Nothing may be changed. Give the entries below again exactly.
»»
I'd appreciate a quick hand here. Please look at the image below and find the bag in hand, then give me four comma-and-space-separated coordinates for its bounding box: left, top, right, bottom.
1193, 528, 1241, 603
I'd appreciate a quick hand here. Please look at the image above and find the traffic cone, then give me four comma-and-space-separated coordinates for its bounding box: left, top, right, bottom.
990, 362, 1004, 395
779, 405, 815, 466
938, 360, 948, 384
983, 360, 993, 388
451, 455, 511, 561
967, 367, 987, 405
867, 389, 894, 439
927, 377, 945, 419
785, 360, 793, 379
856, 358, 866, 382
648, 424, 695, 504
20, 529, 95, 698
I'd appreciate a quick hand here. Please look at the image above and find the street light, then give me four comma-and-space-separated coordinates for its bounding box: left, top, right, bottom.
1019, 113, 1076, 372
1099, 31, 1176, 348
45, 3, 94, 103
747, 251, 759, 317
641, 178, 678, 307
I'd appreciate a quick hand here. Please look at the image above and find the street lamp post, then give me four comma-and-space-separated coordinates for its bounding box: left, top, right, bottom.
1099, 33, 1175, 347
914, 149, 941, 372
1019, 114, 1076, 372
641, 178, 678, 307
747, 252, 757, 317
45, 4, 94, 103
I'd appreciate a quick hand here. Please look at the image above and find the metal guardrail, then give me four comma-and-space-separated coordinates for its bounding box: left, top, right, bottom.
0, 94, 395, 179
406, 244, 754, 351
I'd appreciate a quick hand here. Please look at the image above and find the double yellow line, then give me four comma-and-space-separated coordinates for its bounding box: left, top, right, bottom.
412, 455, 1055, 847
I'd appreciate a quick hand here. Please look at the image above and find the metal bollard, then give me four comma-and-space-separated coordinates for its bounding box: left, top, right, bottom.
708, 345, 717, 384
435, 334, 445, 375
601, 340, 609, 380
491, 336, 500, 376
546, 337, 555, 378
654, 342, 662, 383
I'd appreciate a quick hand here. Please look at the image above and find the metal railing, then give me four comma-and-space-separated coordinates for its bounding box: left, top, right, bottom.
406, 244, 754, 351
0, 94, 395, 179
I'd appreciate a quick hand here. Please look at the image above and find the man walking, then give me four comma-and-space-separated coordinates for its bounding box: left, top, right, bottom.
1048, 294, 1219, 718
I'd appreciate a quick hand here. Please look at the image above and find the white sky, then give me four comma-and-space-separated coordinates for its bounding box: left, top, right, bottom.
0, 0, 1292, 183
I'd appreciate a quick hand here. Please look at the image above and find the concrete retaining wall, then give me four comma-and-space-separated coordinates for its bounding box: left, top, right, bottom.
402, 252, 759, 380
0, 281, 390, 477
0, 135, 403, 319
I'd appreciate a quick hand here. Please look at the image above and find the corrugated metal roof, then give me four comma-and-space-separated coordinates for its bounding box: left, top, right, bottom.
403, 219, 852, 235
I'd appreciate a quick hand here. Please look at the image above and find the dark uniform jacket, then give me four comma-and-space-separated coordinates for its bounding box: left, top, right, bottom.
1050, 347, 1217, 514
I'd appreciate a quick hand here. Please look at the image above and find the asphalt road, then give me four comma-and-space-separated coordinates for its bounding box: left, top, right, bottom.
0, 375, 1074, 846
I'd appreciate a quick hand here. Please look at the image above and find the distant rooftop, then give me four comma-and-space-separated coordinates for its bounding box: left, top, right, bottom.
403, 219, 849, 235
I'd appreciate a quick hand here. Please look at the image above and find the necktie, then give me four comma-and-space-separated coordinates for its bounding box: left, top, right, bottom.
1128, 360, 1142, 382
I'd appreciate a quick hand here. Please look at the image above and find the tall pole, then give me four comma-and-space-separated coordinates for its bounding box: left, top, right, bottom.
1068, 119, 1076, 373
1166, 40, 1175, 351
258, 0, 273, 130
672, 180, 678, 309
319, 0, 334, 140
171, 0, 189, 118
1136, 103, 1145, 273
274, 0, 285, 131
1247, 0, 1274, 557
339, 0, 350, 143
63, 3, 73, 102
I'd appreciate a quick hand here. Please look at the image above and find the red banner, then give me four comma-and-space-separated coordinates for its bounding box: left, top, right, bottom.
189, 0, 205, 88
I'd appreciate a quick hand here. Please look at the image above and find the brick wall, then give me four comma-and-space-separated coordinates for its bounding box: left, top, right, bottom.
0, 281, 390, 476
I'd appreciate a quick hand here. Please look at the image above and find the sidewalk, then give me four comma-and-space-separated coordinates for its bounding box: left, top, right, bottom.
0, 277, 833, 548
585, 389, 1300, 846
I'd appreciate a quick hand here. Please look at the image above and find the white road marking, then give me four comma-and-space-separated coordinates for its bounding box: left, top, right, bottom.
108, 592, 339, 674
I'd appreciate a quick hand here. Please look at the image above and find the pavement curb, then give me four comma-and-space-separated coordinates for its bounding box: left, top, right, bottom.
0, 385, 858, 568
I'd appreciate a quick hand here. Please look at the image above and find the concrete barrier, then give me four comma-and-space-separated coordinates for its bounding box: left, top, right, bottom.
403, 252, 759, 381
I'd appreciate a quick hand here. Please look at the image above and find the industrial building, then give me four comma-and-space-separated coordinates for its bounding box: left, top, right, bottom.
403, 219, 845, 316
««
__Task result__:
I'd appreciate a quick hand here. Please look at the image below and find the bag in hand, then give me four comma-and-space-separated coordinates for its bounding box: left, top, right, bottom.
1193, 528, 1241, 603
I'd appreciate a quick hand here. Please look at the image above and find the traffic cone, then give me four comma-and-space-separated coordinates for its bounding box: left, top, right, bottom.
990, 362, 1004, 395
779, 405, 815, 466
938, 360, 948, 384
983, 360, 993, 388
451, 455, 511, 561
967, 367, 987, 405
867, 389, 894, 439
927, 377, 945, 419
785, 360, 793, 379
856, 358, 866, 382
648, 424, 695, 504
20, 529, 95, 698
I'd appreciate a quick hand here. Please look at the image above and find the street light, then give me four comma-and-space-separated coordinates for its bounding box: left, top, right, bottom.
1019, 113, 1076, 372
1099, 31, 1176, 348
45, 3, 94, 103
747, 251, 759, 317
641, 178, 678, 307
I'd appreciate a quick hand here. Please look at the image above and find the street lamp post, then give me four comma-and-space-separated coordinates for its bounding box: left, top, right, bottom.
1099, 33, 1175, 347
914, 149, 941, 372
1019, 114, 1076, 372
641, 178, 678, 307
747, 252, 757, 317
45, 4, 94, 103
I'd appreciate a quick hand here. Please look at the image above and find the metal guardrail, then give me four comma-and-space-separated coordinates for its bounding box: left, top, right, bottom.
0, 94, 395, 179
406, 244, 754, 351
I'd appreciate a quick hand here. Please look at the image above and find the double yellow line, then give me four comma-and-space-separated coordinates for its bounding box: left, top, right, bottom.
412, 455, 1055, 847
I'd appreciate a quick hand here. Please look at the image above and find the metal bollard, then give me four comma-and-space-separated coordinates for its bounding box: left, top, right, bottom.
708, 345, 717, 384
435, 334, 445, 375
601, 340, 609, 380
491, 336, 500, 376
546, 337, 555, 378
654, 342, 662, 383
I'd appreciate a quick hand here. Please look at the image above and find the metal railing, then give me four comma-and-space-separated coordinates for its bounding box: left, top, right, bottom.
406, 244, 754, 351
0, 94, 395, 179
I'd appreciate a quick hand here. Please look at the image above and find the man walking, then give me four comma-and-space-separated coordinates for its bounding box: left, top, right, bottom.
1048, 294, 1219, 718
I'd appreciate a quick hand here. Please look at the image above and find the white sky, then give me four comma-and-space-separated coordinates for its bounding box: left, top, right, bottom.
0, 0, 1292, 183
I'd appreciate a quick hand here. Please look at the image above and find the concrete retaining wall, then give me four comma-and-space-separated coordinates for its bounding box: left, top, right, bottom.
402, 252, 759, 380
0, 281, 390, 477
0, 135, 403, 319
I'd appreciate a quick hand here. Please look at the image above and find the corrugated metal roof, then give me four comma-and-space-separated coordinates for its bounding box: left, top, right, bottom.
403, 219, 852, 235
I'd appreciate a quick hand here. Please look at the image above and find the dark uniform jacket, then give me four comma-and-space-separated coordinates for its bounding box: left, top, right, bottom.
1050, 347, 1217, 514
I'd appreciate a quick hand here. Please look at the image above and find the asphalt road, then give me four comma-and-space-separated coordinates for its bounding box: left, top, right, bottom.
0, 375, 1074, 846
I'd appreciate a quick hand here. Please look at the image above and find the distant rooftop, then give me four comma-and-space-separated coordinates for its bounding box: left, top, right, bottom.
403, 219, 849, 235
I'd appreciate a quick hand here. Please look at the image above and find the necktie, then give me four comma-and-space-separated coordinates for its bounding box: left, top, right, bottom.
1128, 360, 1142, 382
I'd appreciate a quick hand here. Please look at the image above and find the tall pole, then give me four comma-and-space-separated coordinates for its bounding box: left, top, right, bottom.
1068, 119, 1076, 373
1166, 40, 1175, 351
258, 0, 273, 130
672, 180, 678, 309
319, 0, 334, 140
171, 0, 189, 118
1136, 103, 1145, 273
274, 0, 285, 131
1247, 0, 1274, 557
339, 0, 350, 143
63, 3, 73, 102
I'd appreciate a quick hand here. Please look at the image above and find the red banner, then give me four comma-and-space-separated coordinates for its bounding box: left, top, right, bottom.
189, 0, 205, 88
I'd appreciate a quick hand here. Please look at the image above and find the brick wall, then give me four comma-and-space-separated coordinates for its bounding box: left, top, right, bottom.
0, 281, 390, 476
I'd appreciate a quick hand here. Please look at the image above and find the sidewalk, then give me four comma-and-space-separated coordinates for its bounding box: left, top, right, bottom.
0, 277, 833, 548
585, 389, 1300, 846
I'd appreciate a quick hand here. Please look at the image above and find the white road marking, then give me four comma-and-space-separated coordinates for its bounding box: left, top, right, bottom.
108, 592, 339, 674
I'd appreciate a quick hand here. Please look at the image above and find the pavement curb, then give me four comma-and-space-separated coordinates for its bounding box: left, top, right, bottom.
0, 385, 858, 568
I'd appreciate a quick hand here. Please look at the image above and find the concrete barrier, then give me four comma-and-space-separated coordinates for its bounding box: left, top, right, bottom.
403, 252, 759, 381
I'd appreciate a quick hand here. Please look at the image above and find the industrial building, then give me four comma-and-space-separated coordinates for its bounding box: left, top, right, bottom.
403, 219, 845, 316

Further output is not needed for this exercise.